## Your task
Copy the passage of the text on forest management and the spotted owl from "It turned out" to "the ground level.", word for word.

## Text block
========

Forest officials were all excited about this bid premium, because they could rewrite the Knutson-Vandenberg plan for the sale, keeping most of the premium for various forest improvements. It was like seeing dollar signs in their eyes: suddenly, they realized that their budgets were better off if they sold large sales rather than small ones.
I realized that the same thing had probably happened on other forests in the past. Someone in the 1950s figured out that clearcutting required more reforestation activities, thus allowing the ranger district to keep a larger share of the receipts, thus allowing the supervisor’s and regional offices to get more for overhead. As national forest staff transferred from forest to forest, this information spread across the agency. After a few years, the rewards from clearcutting were so ingrained into the agency that people didn’t even realize why it had switched from nearly all selection cutting in 1950 to nearly all clearcutting by 1970.
In 1985, CHEC’s wildlife biologist, Dieter Mahlein, wrote a report gathering all available information on the spotted owl and old-growth forests. As previously noted, the spotted owl was the first wildlife species that had been found to need old-growth Douglas-fir, thus destroying the one-time claim that old growth was a biological desert.
It turned out that the “biological desert” conclusion was based on 100-year-old forests, which tended to be so dense that little light penetrated to the forest floor, thus allowing no shrubs to grow. When the forests grow older, some trees start to die off, leaving openings of light that create a vertical diversity, with separate ecosystems working in the canopy of trees from those on the ground level.

========

## Recorded data

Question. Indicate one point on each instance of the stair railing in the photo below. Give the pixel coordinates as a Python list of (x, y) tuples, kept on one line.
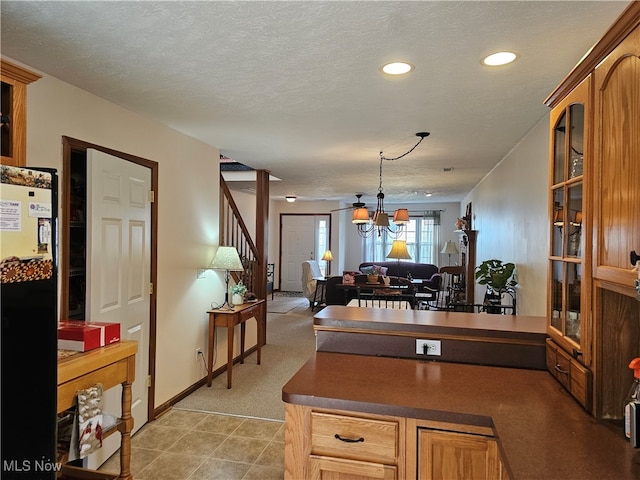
[(234, 233)]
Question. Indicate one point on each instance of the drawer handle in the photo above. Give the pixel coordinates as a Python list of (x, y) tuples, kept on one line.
[(349, 440)]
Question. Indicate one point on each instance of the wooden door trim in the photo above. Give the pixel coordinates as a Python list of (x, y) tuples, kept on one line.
[(69, 144)]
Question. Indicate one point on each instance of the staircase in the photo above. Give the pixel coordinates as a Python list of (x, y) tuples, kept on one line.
[(234, 233)]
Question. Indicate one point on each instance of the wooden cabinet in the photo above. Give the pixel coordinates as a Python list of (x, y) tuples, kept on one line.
[(329, 444), (570, 247), (13, 140), (443, 454), (594, 312), (574, 376)]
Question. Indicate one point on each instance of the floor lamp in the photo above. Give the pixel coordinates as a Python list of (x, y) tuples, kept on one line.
[(328, 257), (450, 248), (227, 259)]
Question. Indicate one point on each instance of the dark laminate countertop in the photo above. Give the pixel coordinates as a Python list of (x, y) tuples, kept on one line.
[(512, 326), (544, 433)]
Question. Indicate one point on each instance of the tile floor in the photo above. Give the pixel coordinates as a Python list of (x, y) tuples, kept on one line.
[(189, 445)]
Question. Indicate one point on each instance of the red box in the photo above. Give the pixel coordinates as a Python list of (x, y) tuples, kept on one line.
[(82, 336)]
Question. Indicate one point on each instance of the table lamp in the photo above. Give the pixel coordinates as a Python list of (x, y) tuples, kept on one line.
[(399, 251), (450, 248), (328, 257), (227, 259)]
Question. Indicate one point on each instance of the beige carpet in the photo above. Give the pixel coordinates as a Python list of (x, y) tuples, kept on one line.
[(286, 304), (257, 389)]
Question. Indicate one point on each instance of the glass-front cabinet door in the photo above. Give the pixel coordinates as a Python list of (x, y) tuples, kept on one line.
[(567, 312)]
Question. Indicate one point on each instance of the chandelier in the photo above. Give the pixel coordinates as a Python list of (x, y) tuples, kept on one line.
[(379, 221)]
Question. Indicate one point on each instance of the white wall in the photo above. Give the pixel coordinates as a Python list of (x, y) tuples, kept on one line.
[(188, 201), (510, 214)]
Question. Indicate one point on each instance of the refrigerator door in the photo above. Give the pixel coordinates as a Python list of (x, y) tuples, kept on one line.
[(28, 297)]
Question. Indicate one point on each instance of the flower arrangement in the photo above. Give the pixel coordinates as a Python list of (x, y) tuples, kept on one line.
[(239, 289), (461, 224)]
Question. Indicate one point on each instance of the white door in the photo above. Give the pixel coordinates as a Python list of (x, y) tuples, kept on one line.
[(299, 243), (119, 270)]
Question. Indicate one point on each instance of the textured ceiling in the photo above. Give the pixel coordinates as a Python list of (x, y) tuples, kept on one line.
[(295, 87)]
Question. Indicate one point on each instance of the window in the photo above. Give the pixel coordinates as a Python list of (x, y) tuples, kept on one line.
[(322, 232), (422, 237)]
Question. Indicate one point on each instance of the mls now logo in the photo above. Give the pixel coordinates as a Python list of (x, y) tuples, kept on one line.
[(31, 465)]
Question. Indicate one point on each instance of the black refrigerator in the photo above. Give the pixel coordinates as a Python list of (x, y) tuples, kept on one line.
[(29, 301)]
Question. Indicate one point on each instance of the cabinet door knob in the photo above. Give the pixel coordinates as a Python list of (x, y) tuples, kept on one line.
[(349, 440)]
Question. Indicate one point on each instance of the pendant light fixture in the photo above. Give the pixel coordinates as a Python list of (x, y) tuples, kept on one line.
[(379, 222)]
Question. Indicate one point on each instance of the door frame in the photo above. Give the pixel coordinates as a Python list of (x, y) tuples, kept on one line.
[(282, 215), (69, 144)]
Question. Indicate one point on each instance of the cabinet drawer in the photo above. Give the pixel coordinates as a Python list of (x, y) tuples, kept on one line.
[(354, 437), (581, 384), (551, 358)]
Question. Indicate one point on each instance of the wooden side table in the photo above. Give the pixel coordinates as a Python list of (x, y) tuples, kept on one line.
[(229, 319), (109, 366)]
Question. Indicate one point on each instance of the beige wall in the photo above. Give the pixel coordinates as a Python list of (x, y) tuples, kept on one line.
[(510, 214), (187, 218)]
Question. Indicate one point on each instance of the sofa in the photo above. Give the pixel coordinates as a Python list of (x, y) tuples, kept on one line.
[(426, 272), (423, 271)]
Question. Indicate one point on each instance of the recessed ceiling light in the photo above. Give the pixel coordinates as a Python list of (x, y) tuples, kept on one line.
[(397, 68), (499, 58)]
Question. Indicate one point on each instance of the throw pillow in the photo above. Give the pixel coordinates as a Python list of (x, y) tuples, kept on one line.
[(380, 270)]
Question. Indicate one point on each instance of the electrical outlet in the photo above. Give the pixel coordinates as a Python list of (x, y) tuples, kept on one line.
[(428, 347)]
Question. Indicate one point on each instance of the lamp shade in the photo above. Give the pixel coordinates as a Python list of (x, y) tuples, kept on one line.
[(327, 257), (360, 216), (381, 219), (450, 248), (399, 250), (227, 258), (401, 216), (557, 218)]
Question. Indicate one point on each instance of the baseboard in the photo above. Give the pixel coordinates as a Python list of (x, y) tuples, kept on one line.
[(165, 407)]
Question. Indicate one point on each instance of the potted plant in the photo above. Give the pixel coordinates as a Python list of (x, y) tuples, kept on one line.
[(499, 279), (238, 292)]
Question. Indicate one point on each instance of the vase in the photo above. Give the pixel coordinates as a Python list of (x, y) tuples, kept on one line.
[(237, 299)]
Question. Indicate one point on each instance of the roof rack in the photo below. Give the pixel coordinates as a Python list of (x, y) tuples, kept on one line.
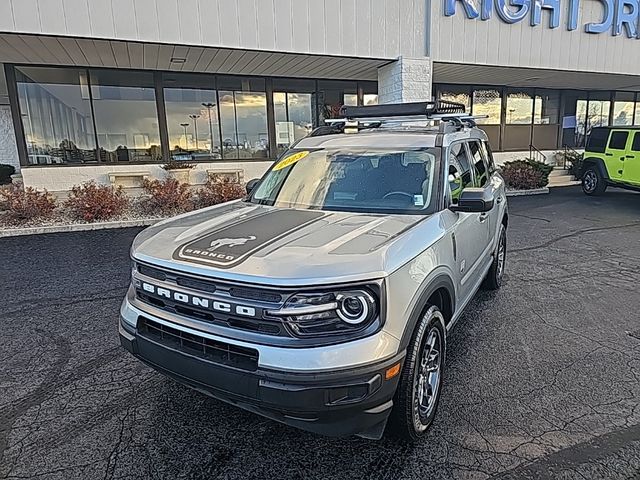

========

## Written solution
It turned out that the “biological desert” conclusion was based on 100-year-old forests, which tended to be so dense that little light penetrated to the forest floor, thus allowing no shrubs to grow. When the forests grow older, some trees start to die off, leaving openings of light that create a vertical diversity, with separate ecosystems working in the canopy of trees from those on the ground level.